(Point labels for objects)
— START —

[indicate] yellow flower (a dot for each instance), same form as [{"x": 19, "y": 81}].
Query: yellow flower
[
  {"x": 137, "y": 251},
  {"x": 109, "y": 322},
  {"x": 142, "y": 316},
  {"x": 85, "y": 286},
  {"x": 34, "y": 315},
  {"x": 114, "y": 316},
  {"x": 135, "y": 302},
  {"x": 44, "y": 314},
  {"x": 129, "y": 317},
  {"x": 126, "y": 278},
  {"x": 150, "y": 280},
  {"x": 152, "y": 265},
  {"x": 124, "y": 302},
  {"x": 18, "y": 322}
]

— END —

**Instruction:** Express every line of the records above as a JSON array of strings, one string per line, with blank lines dropped.

**Solution to this problem:**
[
  "[indicate] yellow flower (a dot for each instance), same form as [{\"x\": 19, \"y\": 81}].",
  "Query: yellow flower",
  "[",
  "  {\"x\": 137, \"y\": 251},",
  "  {\"x\": 109, \"y\": 322},",
  "  {\"x\": 142, \"y\": 316},",
  "  {\"x\": 85, \"y\": 286},",
  "  {\"x\": 34, \"y\": 315},",
  "  {\"x\": 114, \"y\": 316},",
  "  {\"x\": 135, \"y\": 302},",
  "  {\"x\": 44, \"y\": 314},",
  "  {\"x\": 129, \"y\": 317},",
  "  {\"x\": 126, \"y\": 278},",
  "  {\"x\": 150, \"y\": 280},",
  "  {\"x\": 152, \"y\": 265},",
  "  {\"x\": 124, \"y\": 302},",
  "  {\"x\": 18, \"y\": 322}",
  "]"
]